*** Verilen yazı ***

Hasan Karakaya

Hasan Karakaya

Dünya 5’ten Büyük... Her şey Olimpiyat, her yer İstanbul!

Dünya 5’ten Büyük... Her şey Olimpiyat, her yer İstanbul!

Allah nasip ederse, bugünden itibaren 6 gün boyunca Başbakan Tayyip Erdoğan’la birlikte Rusya’nın St. Petersburg şehrinde ve Arjantin’in başkenti Buenos Aires’te olacağız.

Bir aksilik olmazsa 4-7 Eylül tarihleri arasında St. Petersburg’taki G-20 Zirvesi’ne katılacak, 7-9 Eylül tarihleri arasında da “2020 Olimpiyat Oylaması”nı izleyeceğiz...
Bu süre içinde, oralardan elbette “haber” göndermeye çalışacağım... Ama “Ayna” bir süreliğine olmayacak... İnşallah dönüşte “not ve izlenim”lerimi sizlerle paylaşırım...

SURİYE KONUSU G-20’DE!

Dediğim gibi;
Sizin, bu yazıyı okuduğunuz saatlerde, ben “bir grup gazeteci” arkadaşımla birlikte Rusya’nın St. Petersburg şehrinde olacağım...
Bilindiği gibi;
G-20 Zirvesi, bu yıl Rusya’nın St. Petersburg şehrinde yapılacak... “Suriye’ye müdahale”nin gündemde olduğu şu günlerde, G-20 Zirvesi “kritik bir önem” taşıyor...

*** Veri özeti ***

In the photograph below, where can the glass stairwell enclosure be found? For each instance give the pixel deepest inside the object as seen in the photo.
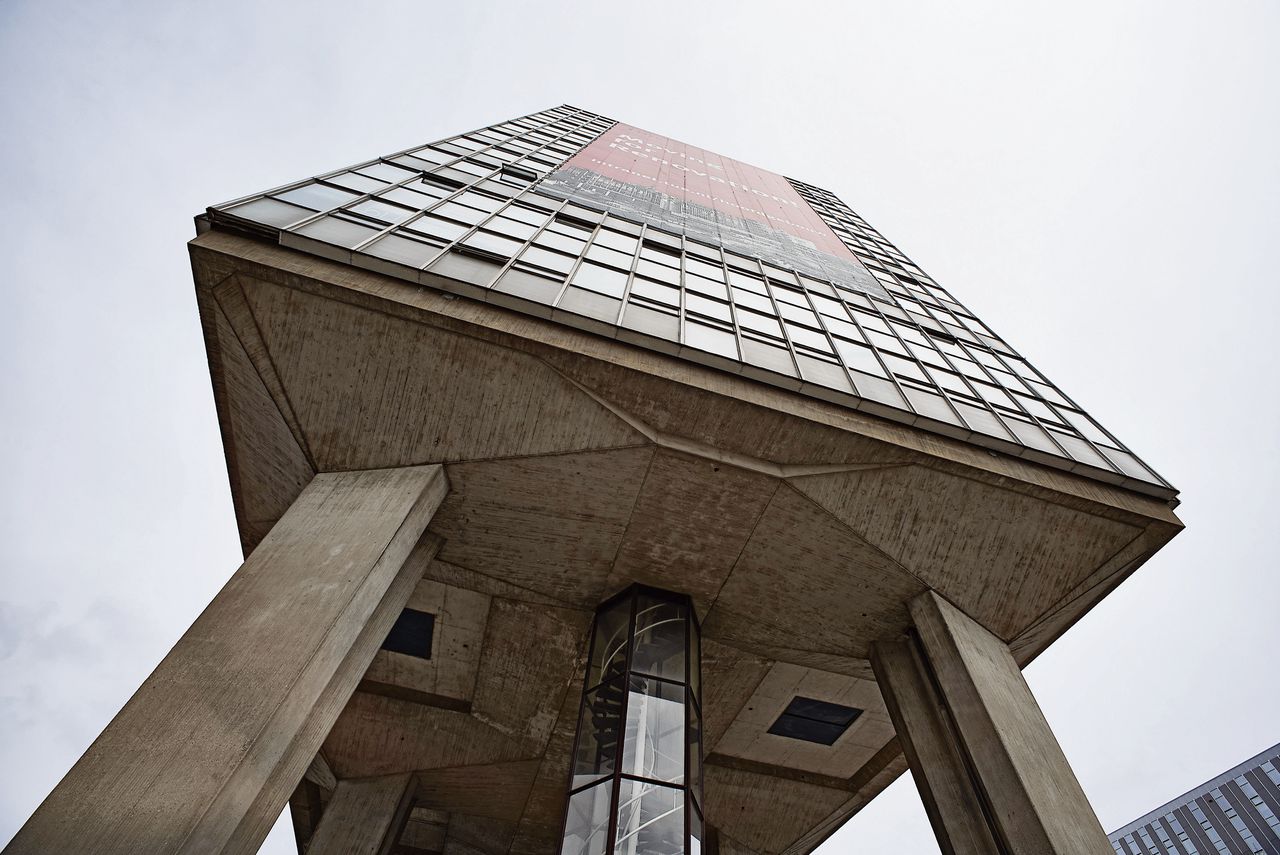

***
*** Veri özeti ***

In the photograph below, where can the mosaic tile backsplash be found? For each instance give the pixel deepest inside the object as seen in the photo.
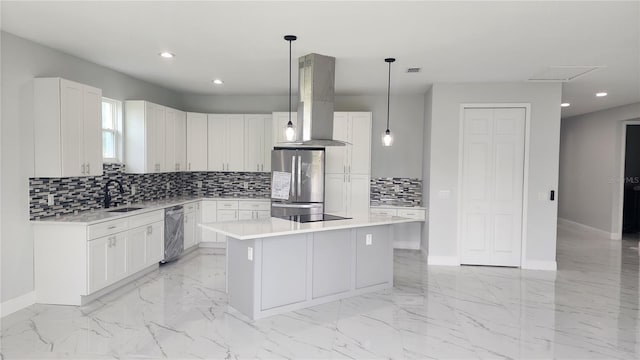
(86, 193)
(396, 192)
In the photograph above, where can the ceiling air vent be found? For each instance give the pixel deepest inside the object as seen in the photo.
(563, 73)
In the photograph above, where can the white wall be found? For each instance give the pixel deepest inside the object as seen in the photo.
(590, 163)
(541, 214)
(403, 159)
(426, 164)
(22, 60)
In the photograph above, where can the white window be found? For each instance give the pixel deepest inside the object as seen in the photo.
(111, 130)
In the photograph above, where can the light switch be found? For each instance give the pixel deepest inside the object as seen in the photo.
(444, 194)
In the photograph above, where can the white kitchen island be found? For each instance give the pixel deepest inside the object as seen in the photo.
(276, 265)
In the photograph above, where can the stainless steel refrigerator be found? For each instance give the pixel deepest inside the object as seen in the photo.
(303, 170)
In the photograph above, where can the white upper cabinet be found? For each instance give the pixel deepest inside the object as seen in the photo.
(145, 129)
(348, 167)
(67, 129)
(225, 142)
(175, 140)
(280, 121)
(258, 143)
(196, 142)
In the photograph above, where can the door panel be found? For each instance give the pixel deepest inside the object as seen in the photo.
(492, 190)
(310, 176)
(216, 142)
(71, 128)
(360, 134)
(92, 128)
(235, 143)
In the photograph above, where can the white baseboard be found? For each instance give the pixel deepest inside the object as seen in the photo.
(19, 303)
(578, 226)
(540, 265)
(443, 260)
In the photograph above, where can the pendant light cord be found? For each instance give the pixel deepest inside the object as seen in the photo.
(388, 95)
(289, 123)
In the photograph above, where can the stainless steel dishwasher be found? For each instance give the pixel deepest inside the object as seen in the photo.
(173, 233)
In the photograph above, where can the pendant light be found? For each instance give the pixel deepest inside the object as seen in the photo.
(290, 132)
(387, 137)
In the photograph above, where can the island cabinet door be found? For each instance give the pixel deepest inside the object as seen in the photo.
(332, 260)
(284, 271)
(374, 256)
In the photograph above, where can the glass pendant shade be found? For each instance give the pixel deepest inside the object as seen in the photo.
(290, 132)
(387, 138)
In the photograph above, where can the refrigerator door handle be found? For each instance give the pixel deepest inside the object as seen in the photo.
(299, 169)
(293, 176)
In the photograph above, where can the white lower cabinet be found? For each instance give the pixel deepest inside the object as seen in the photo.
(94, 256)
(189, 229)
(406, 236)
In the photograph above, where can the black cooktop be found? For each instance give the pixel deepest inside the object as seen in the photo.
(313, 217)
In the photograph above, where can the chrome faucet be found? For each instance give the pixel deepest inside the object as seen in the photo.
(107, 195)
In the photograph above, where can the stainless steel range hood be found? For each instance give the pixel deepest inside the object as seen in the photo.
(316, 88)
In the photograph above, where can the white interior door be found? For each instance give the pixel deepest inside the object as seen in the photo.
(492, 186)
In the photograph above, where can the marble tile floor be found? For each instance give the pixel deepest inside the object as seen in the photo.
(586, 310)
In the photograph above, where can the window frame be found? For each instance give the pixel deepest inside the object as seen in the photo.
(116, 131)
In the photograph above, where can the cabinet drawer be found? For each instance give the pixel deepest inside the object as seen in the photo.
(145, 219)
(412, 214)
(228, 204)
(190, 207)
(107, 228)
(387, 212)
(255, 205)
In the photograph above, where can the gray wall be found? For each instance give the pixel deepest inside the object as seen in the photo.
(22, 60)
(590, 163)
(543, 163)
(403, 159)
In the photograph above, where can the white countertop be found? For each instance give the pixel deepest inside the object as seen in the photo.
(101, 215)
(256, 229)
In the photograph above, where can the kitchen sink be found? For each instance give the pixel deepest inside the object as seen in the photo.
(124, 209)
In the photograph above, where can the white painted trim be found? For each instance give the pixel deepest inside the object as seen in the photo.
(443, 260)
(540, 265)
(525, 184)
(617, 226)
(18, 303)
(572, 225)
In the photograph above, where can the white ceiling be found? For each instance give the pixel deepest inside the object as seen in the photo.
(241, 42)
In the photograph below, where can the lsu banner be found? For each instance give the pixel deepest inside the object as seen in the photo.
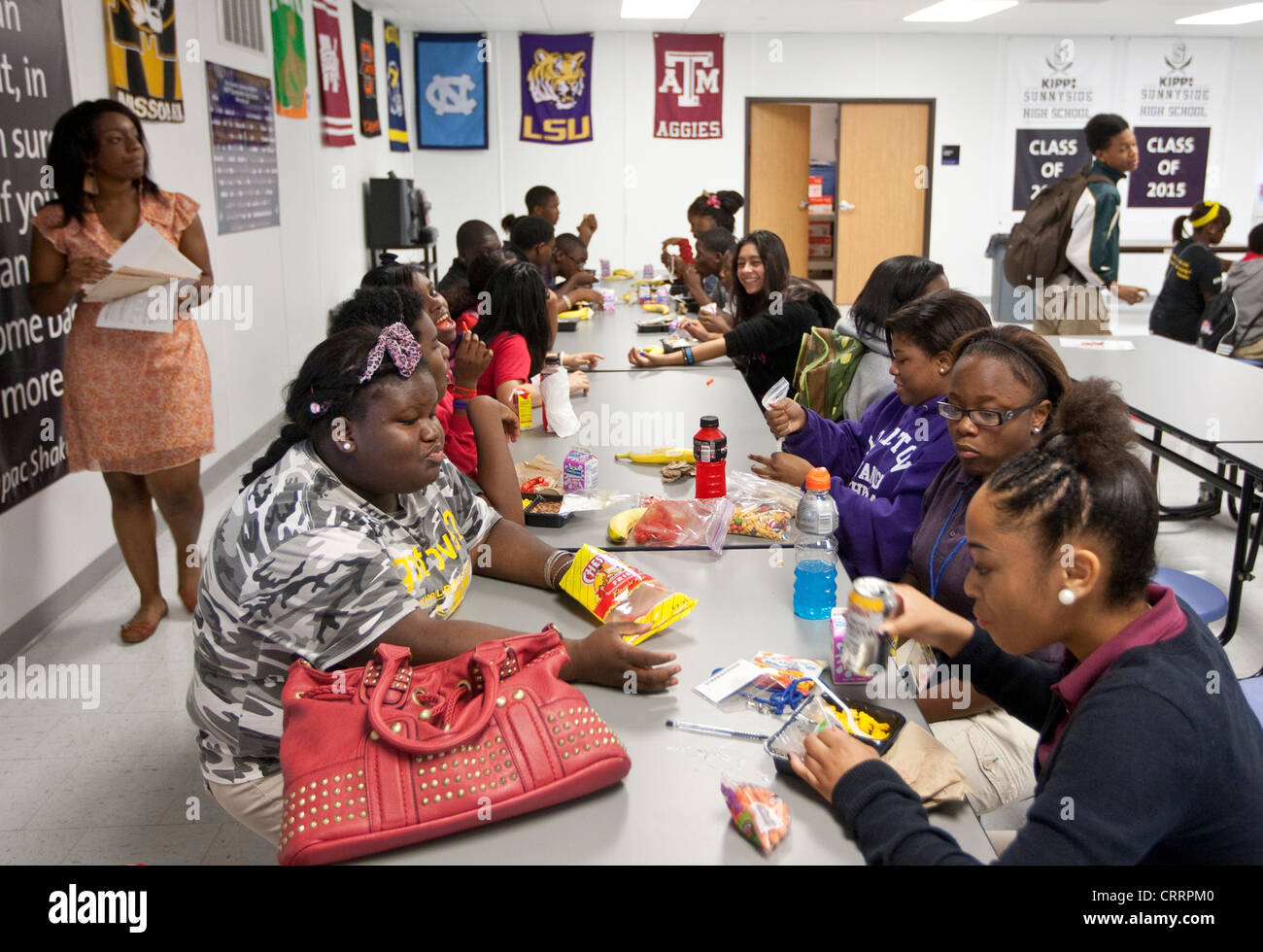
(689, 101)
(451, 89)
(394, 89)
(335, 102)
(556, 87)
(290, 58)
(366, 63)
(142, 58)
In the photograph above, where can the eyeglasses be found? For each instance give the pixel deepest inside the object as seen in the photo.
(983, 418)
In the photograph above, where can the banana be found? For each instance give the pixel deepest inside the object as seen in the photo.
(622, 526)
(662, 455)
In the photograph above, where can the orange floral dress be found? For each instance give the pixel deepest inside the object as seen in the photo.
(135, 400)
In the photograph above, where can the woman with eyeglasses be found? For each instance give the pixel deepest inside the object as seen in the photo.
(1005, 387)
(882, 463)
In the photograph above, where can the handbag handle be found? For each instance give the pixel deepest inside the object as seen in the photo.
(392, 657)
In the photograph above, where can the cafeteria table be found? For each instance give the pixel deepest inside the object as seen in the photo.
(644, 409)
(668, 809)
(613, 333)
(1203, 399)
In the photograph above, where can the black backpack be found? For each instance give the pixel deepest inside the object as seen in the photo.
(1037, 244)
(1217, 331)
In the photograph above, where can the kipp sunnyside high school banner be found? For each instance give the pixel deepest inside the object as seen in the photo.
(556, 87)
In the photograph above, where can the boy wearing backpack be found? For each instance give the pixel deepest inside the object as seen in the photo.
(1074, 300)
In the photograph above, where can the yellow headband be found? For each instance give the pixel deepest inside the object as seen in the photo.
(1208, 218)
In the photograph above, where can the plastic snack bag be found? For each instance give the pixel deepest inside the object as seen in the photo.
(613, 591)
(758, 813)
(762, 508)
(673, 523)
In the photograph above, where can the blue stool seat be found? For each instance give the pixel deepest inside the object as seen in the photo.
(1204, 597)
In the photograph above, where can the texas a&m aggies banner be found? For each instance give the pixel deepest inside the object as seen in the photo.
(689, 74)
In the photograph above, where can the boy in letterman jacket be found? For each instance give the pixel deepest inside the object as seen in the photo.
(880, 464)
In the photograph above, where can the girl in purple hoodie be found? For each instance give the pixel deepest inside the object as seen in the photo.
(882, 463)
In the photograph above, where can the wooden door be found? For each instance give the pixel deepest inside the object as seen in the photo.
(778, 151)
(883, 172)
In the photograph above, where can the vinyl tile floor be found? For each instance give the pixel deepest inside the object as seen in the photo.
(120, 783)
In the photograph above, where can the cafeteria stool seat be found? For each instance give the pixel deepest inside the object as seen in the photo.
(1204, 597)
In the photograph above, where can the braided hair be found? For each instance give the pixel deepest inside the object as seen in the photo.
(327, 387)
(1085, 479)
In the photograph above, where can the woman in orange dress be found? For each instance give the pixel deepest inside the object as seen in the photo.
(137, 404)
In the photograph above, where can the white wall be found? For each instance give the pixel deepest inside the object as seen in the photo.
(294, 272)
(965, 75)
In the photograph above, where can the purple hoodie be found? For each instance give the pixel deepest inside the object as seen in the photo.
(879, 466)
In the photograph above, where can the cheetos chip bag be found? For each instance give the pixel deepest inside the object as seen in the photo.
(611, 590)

***

Alıştırma görevleri:
a - Yazıya göre G-20 Zirvesi bu yıl hangi şehirde yapılacak?
b - Lütfen yazıyı "SURİYE KONUSU G-20’DE!" sözlerinden "Petersburg şehrinde olacağım..." sözlerine kadar güncelleyip yeniden yazın; bu bölümde "gazeteci" yerine "muhabir" kullanın.

Sıralı çıktılar:
a - Rusya'nın St. Petersburg şehrinde.

b -
SURİYE KONUSU G-20’DE!

Dediğim gibi;
Sizin, bu yazıyı okuduğunuz saatlerde, ben “bir grup muhabir” arkadaşımla birlikte Rusya’nın St. Petersburg şehrinde olacağım...